_Problem requirements_.
Give, as a numbered list without blank lines, the part of the entries below that opens with the line containing "Expected output: one marker per instance of the long" and runs through the last line of the entries, both ends included.

(Point annotation dataset entries)

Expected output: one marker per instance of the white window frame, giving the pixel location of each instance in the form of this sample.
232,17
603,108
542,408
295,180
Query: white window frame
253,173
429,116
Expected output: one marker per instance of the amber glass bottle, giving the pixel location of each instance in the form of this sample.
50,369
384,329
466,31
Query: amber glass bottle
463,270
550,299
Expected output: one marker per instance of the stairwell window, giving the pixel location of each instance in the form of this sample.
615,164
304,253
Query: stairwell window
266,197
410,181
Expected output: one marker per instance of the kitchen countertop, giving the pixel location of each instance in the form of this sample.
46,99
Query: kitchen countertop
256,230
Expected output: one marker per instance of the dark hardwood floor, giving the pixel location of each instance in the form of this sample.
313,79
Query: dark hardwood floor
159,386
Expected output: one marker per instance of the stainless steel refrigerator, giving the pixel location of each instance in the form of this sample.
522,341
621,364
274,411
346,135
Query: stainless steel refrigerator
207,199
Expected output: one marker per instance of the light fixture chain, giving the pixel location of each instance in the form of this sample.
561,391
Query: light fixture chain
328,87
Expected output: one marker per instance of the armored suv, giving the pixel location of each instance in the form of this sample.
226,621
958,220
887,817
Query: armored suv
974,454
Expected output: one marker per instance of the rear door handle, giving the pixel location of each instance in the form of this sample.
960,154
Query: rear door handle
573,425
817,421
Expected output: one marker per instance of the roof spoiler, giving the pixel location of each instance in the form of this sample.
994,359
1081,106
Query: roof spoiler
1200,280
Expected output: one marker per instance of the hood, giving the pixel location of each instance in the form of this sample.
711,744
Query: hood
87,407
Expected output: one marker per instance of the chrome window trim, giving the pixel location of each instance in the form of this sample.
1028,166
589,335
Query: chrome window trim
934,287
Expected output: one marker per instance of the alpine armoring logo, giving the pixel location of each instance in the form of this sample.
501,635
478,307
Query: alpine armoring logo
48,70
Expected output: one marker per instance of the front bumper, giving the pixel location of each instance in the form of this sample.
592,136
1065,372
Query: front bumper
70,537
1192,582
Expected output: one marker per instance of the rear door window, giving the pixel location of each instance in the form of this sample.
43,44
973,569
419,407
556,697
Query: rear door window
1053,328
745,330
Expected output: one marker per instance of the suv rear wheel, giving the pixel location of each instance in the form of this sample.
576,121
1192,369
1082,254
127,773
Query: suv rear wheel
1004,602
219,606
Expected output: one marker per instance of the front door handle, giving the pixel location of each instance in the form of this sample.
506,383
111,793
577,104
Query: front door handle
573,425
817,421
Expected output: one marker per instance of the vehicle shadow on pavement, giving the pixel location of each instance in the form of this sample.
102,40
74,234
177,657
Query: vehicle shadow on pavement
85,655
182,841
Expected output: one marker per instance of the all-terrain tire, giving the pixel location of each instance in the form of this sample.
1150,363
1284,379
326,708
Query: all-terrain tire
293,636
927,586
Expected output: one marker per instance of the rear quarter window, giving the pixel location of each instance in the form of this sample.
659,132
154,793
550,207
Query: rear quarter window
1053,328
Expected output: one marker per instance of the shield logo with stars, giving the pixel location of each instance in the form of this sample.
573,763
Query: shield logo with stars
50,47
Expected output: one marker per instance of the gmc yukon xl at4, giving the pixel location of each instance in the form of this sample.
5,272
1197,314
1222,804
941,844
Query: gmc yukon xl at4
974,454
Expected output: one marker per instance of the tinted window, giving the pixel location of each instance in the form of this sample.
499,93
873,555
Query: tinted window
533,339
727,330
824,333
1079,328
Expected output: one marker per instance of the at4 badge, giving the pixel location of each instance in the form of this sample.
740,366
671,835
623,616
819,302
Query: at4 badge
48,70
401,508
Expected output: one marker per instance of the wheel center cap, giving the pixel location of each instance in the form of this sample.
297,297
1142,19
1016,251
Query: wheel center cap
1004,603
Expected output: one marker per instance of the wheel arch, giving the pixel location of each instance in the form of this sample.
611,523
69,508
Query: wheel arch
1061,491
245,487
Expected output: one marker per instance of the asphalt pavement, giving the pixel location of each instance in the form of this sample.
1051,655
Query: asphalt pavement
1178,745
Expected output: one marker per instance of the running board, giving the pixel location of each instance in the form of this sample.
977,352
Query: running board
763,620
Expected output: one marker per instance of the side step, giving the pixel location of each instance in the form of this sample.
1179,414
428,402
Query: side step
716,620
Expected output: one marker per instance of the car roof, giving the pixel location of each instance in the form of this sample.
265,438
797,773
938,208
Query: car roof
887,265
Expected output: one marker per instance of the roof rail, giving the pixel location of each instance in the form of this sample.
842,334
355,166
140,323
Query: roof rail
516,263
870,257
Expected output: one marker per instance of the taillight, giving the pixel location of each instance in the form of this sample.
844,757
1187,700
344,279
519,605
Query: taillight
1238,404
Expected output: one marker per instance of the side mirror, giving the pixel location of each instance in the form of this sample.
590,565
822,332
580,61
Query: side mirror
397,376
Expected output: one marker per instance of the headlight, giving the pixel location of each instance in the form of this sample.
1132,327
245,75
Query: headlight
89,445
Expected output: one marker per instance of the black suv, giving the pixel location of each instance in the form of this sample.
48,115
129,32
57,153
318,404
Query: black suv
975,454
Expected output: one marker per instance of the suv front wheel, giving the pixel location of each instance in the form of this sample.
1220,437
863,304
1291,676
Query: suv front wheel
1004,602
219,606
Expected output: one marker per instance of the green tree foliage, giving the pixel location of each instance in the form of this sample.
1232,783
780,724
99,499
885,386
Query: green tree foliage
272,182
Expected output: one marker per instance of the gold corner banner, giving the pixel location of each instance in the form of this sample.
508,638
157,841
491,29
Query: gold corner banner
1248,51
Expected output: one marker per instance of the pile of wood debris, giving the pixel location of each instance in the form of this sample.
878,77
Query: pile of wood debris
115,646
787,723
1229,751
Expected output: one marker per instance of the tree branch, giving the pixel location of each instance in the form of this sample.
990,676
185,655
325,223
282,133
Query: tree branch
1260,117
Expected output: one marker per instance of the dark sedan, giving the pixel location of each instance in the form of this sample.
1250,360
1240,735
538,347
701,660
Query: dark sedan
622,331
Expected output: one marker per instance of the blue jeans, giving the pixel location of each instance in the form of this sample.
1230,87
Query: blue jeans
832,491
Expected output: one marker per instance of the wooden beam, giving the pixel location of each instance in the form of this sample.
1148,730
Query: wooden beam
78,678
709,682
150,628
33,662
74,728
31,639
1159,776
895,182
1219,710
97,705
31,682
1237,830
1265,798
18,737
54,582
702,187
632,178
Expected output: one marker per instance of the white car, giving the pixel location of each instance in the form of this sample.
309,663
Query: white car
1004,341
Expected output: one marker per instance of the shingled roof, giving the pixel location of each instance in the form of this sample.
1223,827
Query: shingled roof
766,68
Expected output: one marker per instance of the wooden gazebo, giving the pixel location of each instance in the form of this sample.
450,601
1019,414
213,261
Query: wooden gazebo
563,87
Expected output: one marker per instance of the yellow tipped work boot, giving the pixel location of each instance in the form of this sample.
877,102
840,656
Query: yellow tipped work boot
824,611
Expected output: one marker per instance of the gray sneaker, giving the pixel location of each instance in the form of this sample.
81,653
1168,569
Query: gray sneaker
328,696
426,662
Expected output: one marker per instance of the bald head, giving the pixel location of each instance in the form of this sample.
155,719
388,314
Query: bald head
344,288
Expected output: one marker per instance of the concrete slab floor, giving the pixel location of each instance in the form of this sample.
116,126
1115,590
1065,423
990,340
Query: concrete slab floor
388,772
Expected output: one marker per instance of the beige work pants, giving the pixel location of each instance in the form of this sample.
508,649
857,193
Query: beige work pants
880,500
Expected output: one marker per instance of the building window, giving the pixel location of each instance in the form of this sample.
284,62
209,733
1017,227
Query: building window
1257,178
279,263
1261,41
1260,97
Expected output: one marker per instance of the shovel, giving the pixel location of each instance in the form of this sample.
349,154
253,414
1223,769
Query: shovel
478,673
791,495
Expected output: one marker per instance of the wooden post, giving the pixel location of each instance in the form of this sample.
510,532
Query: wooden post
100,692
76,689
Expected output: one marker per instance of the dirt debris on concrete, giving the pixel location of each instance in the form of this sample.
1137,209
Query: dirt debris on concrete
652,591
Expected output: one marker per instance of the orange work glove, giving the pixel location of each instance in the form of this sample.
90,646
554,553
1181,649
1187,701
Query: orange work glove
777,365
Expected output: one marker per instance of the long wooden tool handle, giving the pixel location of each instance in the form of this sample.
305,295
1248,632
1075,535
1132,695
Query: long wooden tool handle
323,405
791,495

_Response to the task_.
1. Expected output: one marker per instance of the long wooden tool handle, giving the pixel location of each instance in the form of this sample.
2. 305,295
3. 1248,632
4. 1075,535
5. 1132,695
6. Query: long wooden tool handle
7. 323,405
8. 791,495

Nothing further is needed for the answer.